### [ENTRIES SHOWN]
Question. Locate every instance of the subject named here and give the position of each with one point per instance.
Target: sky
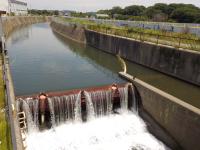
(94, 5)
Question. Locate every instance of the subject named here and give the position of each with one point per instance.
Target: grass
(177, 40)
(5, 136)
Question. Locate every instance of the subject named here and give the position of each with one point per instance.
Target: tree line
(183, 13)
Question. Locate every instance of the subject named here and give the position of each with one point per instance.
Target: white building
(4, 7)
(17, 7)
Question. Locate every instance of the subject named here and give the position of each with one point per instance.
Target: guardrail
(174, 41)
(9, 103)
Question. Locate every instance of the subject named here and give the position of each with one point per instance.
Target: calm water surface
(42, 60)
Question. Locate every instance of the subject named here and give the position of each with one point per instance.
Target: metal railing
(9, 103)
(162, 39)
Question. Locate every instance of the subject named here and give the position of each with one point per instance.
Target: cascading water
(107, 131)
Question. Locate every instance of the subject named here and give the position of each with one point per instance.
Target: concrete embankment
(10, 23)
(176, 118)
(181, 64)
(180, 120)
(70, 31)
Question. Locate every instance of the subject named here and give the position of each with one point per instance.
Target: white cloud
(92, 5)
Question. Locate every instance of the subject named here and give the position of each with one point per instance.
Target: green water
(42, 60)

### [PROBLEM DESCRIPTION]
I would like you to restate word for word the lines from the one with "Target: cascading water" through the last line of the material above, and only those.

### [REPLY TO THE TASK]
Target: cascading water
(107, 131)
Question. Locate every instance of the subject named here and give the position of each with one point per instance.
Target: concrete embankment
(10, 23)
(176, 118)
(181, 64)
(180, 120)
(70, 31)
Question. Locate every instance of the subject named here and give the position of each with one point per instance.
Target: white cloud
(92, 5)
Question. Locate every instance of the subject named here and give the position of each with one point per instance.
Target: green water
(42, 60)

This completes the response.